What you have to do: Return every one of the records below word for word, changing nothing and adding nothing.
++++ The records ++++
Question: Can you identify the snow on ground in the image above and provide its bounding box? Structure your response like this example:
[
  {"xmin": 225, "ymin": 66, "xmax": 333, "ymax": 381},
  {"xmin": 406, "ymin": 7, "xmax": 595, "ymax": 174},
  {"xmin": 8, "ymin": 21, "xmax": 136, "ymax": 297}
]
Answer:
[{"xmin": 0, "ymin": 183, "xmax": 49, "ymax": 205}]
++++
Answer to this exercise:
Question: Can you identify the snow on ground in the image above and provide its bounding box? Structure your response like this example:
[
  {"xmin": 225, "ymin": 66, "xmax": 333, "ymax": 381},
  {"xmin": 406, "ymin": 7, "xmax": 595, "ymax": 174},
  {"xmin": 8, "ymin": 21, "xmax": 136, "ymax": 297}
]
Answer:
[{"xmin": 0, "ymin": 183, "xmax": 49, "ymax": 205}]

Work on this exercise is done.